◆ WRITTEN EXERCISE: Update the items below, replacing "beach vegetation" with "coastal vegetation" wherever it appears and leaving everything else unchanged.

◆ RAW DATA:
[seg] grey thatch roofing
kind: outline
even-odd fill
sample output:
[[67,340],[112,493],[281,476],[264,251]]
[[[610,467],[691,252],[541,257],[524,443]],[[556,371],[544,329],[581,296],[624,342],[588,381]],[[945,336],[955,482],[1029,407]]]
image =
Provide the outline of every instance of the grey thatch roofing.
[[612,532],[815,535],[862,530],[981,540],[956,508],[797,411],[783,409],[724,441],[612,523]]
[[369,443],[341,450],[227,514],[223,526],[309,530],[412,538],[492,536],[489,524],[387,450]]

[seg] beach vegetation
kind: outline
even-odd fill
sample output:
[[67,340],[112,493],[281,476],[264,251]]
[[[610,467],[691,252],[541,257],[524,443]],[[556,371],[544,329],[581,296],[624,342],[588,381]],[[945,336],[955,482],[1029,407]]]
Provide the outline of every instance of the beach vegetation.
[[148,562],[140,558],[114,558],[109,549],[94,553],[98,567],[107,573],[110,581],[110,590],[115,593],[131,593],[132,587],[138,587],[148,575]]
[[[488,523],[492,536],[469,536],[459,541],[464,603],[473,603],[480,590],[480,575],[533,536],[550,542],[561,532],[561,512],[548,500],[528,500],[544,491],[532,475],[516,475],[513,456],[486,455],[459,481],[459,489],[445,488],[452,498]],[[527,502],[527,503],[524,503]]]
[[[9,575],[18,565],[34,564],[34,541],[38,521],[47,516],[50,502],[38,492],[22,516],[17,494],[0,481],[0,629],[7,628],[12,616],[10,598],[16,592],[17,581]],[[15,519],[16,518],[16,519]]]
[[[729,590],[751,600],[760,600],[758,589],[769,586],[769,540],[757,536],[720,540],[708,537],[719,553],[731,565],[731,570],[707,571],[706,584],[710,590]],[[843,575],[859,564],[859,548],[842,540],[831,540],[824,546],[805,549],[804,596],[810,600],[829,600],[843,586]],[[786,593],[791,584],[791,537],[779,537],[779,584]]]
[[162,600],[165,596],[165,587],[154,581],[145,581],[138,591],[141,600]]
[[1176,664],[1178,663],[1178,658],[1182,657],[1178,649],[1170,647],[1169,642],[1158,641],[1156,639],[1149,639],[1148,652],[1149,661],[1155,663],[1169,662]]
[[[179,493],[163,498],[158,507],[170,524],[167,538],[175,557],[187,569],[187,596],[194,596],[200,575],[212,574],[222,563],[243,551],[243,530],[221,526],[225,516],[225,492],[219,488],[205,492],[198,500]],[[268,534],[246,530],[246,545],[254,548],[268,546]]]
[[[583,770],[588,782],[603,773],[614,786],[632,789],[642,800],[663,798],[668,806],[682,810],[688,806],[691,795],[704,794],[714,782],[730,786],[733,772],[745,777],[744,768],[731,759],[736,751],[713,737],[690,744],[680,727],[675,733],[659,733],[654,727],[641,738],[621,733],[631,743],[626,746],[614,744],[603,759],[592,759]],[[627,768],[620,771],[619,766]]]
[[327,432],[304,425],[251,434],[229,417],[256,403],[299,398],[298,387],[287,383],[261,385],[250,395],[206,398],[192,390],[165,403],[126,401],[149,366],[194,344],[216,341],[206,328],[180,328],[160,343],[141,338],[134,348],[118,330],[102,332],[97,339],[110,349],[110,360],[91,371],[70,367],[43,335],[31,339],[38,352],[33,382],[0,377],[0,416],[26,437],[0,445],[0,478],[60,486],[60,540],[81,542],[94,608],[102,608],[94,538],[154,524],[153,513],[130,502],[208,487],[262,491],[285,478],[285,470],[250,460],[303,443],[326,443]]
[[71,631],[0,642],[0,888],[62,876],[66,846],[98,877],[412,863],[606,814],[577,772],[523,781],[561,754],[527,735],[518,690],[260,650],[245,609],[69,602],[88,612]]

◆ SOLUTION TO THIS PROBLEM:
[seg] grey thatch roofing
kind: outline
even-odd fill
sample output:
[[67,340],[112,493],[281,476],[264,251]]
[[[610,467],[691,252],[541,257],[524,443]],[[556,371],[544,329],[581,296],[624,342],[588,381]],[[945,336],[955,482],[1029,407]]]
image =
Provide the outline of every instance of the grey thatch roofing.
[[612,532],[815,535],[862,530],[981,540],[956,508],[797,411],[783,409],[724,441],[612,523]]
[[369,443],[341,450],[227,514],[223,526],[309,530],[412,538],[492,536],[489,524],[387,450]]

[seg] coastal vegetation
kind: outline
even-odd fill
sample output:
[[67,340],[112,493],[281,476],[264,251]]
[[[610,467],[691,252],[541,257],[524,443]],[[556,371],[544,329],[581,296],[624,342],[588,381]],[[945,336],[955,482],[1029,407]]]
Provide the outline of every instance of the coastal vegetation.
[[148,562],[140,558],[114,558],[109,549],[94,553],[98,567],[107,573],[110,581],[110,590],[115,593],[131,593],[132,587],[138,587],[148,575]]
[[[488,523],[492,536],[469,536],[459,541],[464,603],[473,603],[480,590],[480,575],[533,536],[550,542],[561,532],[561,512],[548,500],[528,500],[544,491],[532,475],[516,475],[513,456],[486,455],[459,481],[459,489],[445,488],[452,498]],[[527,502],[527,503],[524,503]]]
[[[9,575],[18,565],[34,564],[34,541],[38,521],[47,516],[50,502],[38,492],[22,516],[17,494],[0,481],[0,629],[7,628],[12,616],[10,598],[16,592],[17,581]],[[15,519],[16,518],[16,519]]]
[[[729,590],[751,600],[760,600],[758,589],[769,586],[769,540],[757,536],[720,540],[708,537],[719,553],[731,565],[731,570],[707,571],[706,584],[710,590]],[[843,575],[859,564],[859,548],[842,540],[831,540],[824,546],[805,549],[804,596],[810,600],[829,600],[843,586]],[[786,593],[791,584],[791,537],[779,537],[779,584]]]
[[162,600],[165,596],[165,587],[154,581],[145,581],[138,591],[141,600]]
[[1176,664],[1178,663],[1178,658],[1182,657],[1178,649],[1170,647],[1169,642],[1158,641],[1156,639],[1149,639],[1148,652],[1149,661],[1155,663],[1169,662]]
[[[179,493],[163,498],[158,507],[170,524],[167,538],[175,557],[187,569],[187,596],[194,596],[200,575],[212,574],[222,563],[243,551],[243,530],[221,526],[225,516],[225,492],[219,488],[205,492],[198,500]],[[268,534],[246,530],[246,545],[254,548],[268,546]]]
[[[583,770],[588,782],[603,773],[614,786],[632,789],[642,800],[663,798],[668,806],[682,810],[688,806],[691,795],[704,794],[714,782],[730,786],[733,772],[745,777],[744,768],[731,759],[736,751],[713,737],[690,744],[680,727],[675,733],[659,733],[654,727],[641,738],[621,733],[631,743],[626,746],[614,744],[603,759],[592,759]],[[627,768],[620,771],[619,766]]]
[[327,432],[304,425],[251,434],[229,417],[256,403],[299,398],[298,387],[287,383],[261,385],[250,395],[206,398],[192,390],[165,403],[126,401],[149,366],[194,344],[216,341],[206,328],[180,328],[160,343],[141,338],[134,348],[118,330],[102,332],[97,339],[110,349],[110,360],[91,371],[70,367],[43,335],[31,339],[38,352],[33,382],[0,377],[0,416],[26,437],[0,445],[0,478],[60,486],[60,540],[81,542],[94,608],[102,608],[94,538],[154,524],[153,513],[130,502],[208,487],[262,491],[285,478],[285,470],[250,460],[303,443],[326,443]]
[[71,631],[0,642],[0,888],[62,876],[66,846],[98,877],[412,863],[606,814],[577,772],[523,781],[561,754],[527,735],[518,690],[260,650],[245,609],[69,602],[88,612]]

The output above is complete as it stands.